------ Entries supplied

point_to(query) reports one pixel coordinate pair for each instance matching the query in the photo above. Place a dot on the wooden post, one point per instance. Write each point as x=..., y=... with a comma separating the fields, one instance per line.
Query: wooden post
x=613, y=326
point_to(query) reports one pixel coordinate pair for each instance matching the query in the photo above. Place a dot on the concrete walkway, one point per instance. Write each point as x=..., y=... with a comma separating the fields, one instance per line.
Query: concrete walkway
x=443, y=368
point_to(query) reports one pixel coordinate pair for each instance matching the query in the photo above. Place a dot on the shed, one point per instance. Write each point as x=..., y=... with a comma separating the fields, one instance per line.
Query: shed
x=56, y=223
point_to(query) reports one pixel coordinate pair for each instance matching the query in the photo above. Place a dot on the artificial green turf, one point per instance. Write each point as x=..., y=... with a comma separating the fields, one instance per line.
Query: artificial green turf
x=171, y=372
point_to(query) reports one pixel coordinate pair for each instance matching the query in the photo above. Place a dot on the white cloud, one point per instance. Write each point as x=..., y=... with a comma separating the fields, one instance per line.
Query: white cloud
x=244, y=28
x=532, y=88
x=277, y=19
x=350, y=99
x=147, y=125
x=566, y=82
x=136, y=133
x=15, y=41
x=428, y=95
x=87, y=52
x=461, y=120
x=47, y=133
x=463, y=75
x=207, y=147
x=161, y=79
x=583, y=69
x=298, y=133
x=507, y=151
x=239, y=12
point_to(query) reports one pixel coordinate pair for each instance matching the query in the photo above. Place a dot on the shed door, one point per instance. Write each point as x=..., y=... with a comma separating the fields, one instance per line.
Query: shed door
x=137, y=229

------------

▸ **Aim of the exercise**: Write out all the data again, exactly as it appears.

▸ **Result of the task**:
point_to(query) reports one pixel coordinate pair for each instance matching the query in the photo above. Place a dot on the wooden post, one point per instance. Write each point as x=..., y=... with a comma separating the fields, one instance per line.
Query: wooden post
x=613, y=326
point_to(query) reports one pixel coordinate pair for each instance matching the query in the photo above. Place a dot on the concrete walkway, one point per instance. Write each point as x=..., y=... with a comma separating the fields, one instance per line.
Query: concrete walkway
x=443, y=368
point_to(query) reports one pixel coordinate pair for each instance matching the query in the photo above. Place a dot on the shed, one point per instance. Write each point as x=..., y=... with a comma separating the fields, one instance per line.
Query: shed
x=56, y=223
point_to(query) reports one pixel coordinate pair for each instance matching the query in the photo above. Place a dot on the artificial green turf, one point per instance. Write each point as x=..., y=... with a comma separating the fields, one instance per line.
Query: artificial green turf
x=171, y=372
point_to(query) reports one pixel coordinate pair for each instance matching the query in the photo above. Place a dot on the white cloud, one point per instance. Write each point as x=..., y=... with a comma separating the fields, one instance per line.
Query: white cloud
x=244, y=28
x=532, y=88
x=277, y=19
x=350, y=99
x=147, y=125
x=566, y=82
x=136, y=133
x=15, y=41
x=428, y=95
x=87, y=52
x=461, y=120
x=47, y=133
x=463, y=75
x=207, y=147
x=161, y=79
x=583, y=69
x=298, y=133
x=507, y=151
x=239, y=12
point_to(query) reports one pixel coordinate pair for each instance matching the query in the photo above. Place a dot on the shed door, one point per instance. Write each point as x=..., y=... with a comma separating the fields, one instance per line.
Query: shed door
x=137, y=229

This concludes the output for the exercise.